WHAT IS NEEDED
Copy out the items below, swapping "sample output" for "example output" everywhere and changing nothing else. Omit the pictures from your copy.

RECORD EXCERPTS

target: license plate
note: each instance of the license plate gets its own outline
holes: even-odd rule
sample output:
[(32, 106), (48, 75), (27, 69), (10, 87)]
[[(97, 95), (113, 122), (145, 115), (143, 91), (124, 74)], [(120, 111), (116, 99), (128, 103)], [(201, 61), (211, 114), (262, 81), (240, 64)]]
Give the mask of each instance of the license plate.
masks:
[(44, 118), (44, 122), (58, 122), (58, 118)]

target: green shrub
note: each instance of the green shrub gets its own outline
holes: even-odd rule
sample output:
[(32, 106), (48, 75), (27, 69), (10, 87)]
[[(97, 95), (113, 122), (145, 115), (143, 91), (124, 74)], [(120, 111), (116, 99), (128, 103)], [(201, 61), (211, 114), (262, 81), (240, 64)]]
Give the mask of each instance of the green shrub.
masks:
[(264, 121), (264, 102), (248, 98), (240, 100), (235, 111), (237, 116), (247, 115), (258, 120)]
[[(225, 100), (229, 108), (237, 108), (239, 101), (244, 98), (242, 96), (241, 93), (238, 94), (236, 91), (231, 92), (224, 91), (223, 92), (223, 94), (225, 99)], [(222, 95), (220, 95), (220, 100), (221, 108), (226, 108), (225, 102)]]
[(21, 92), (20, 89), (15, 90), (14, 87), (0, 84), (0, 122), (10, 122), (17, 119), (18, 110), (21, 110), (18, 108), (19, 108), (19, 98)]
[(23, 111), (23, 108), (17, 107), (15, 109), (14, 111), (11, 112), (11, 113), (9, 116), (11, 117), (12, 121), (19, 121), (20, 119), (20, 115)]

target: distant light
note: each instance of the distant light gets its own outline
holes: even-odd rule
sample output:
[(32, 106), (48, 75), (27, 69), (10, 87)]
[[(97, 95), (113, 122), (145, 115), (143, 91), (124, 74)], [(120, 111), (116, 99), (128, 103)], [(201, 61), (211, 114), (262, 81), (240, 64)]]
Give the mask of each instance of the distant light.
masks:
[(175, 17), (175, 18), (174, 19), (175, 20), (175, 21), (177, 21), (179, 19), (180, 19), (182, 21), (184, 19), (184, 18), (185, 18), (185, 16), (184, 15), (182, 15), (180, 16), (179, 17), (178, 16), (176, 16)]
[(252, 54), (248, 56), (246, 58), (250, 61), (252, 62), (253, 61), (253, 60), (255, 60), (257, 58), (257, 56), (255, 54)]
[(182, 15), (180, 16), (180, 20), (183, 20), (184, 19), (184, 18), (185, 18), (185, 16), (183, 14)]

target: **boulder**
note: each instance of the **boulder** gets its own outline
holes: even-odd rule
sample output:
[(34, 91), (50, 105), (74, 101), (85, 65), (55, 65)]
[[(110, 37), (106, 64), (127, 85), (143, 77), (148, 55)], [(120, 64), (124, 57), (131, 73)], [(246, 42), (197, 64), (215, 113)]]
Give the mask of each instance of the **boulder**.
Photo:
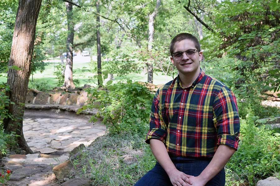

IN RESPONSE
target: license plate
note: each instance of the license plate gets its own outline
holes: even-odd rule
example output:
[(32, 106), (48, 75), (27, 69), (10, 87)]
[[(97, 95), (113, 122), (145, 115), (143, 91), (124, 74)], [(120, 111), (116, 99), (128, 103)], [(201, 61), (211, 114), (262, 81), (240, 64)]]
Give the mask of each instance of the license plate.
masks:
[(44, 118), (44, 122), (58, 122), (58, 118)]

target: green shrub
note: each instance of the green shrub gets its own outline
holes: even-odd rule
example output:
[(32, 106), (48, 75), (27, 69), (10, 87)]
[[(97, 95), (113, 122), (145, 115), (143, 91), (124, 74)], [(120, 111), (116, 99), (128, 103)], [(201, 61), (211, 114), (262, 81), (240, 64)]]
Give the mask of each instance of the green shrub.
masks:
[(264, 121), (264, 102), (248, 98), (240, 100), (235, 111), (237, 116), (247, 115), (258, 120)]
[[(225, 100), (229, 108), (237, 108), (239, 101), (244, 98), (242, 96), (241, 93), (238, 94), (236, 91), (231, 92), (224, 91), (223, 92), (223, 94), (225, 99)], [(222, 95), (220, 95), (220, 100), (221, 108), (226, 108), (225, 102)]]
[(21, 92), (20, 89), (15, 90), (14, 87), (0, 84), (0, 122), (10, 122), (17, 119), (18, 110), (21, 110), (18, 108), (19, 108), (19, 98)]
[(23, 111), (23, 108), (17, 107), (15, 109), (14, 111), (11, 112), (11, 113), (9, 116), (11, 117), (12, 121), (19, 121), (20, 119), (20, 115)]

target: distant light
note: each instance of the distant light gets its own outline
holes: even-odd rule
example output:
[(32, 106), (48, 75), (27, 69), (10, 87)]
[[(97, 95), (113, 122), (145, 115), (143, 91), (124, 74)], [(120, 111), (116, 99), (128, 103)], [(201, 61), (211, 114), (262, 81), (240, 64)]]
Give the mask of each instance of the distant light.
masks:
[(175, 17), (175, 18), (174, 19), (175, 20), (175, 21), (177, 21), (179, 19), (180, 19), (182, 21), (184, 19), (184, 18), (185, 18), (185, 16), (184, 15), (182, 15), (180, 16), (179, 17), (178, 16), (176, 16)]
[(252, 54), (248, 56), (246, 58), (250, 61), (252, 62), (253, 61), (253, 60), (255, 60), (257, 58), (257, 56), (255, 54)]
[(182, 15), (180, 16), (180, 20), (183, 20), (184, 19), (184, 18), (185, 18), (185, 16), (183, 14)]

target: **boulder**
note: each instance of the **boulder** gets its own outline
holes: even-odd rule
example output:
[(34, 91), (50, 105), (74, 101), (85, 65), (55, 65)]
[[(110, 37), (106, 64), (127, 85), (143, 77), (148, 55)], [(120, 64), (124, 57), (131, 73)], [(246, 42), (197, 64), (215, 113)]]
Give the mask of each instance of the **boulder**.
Photo:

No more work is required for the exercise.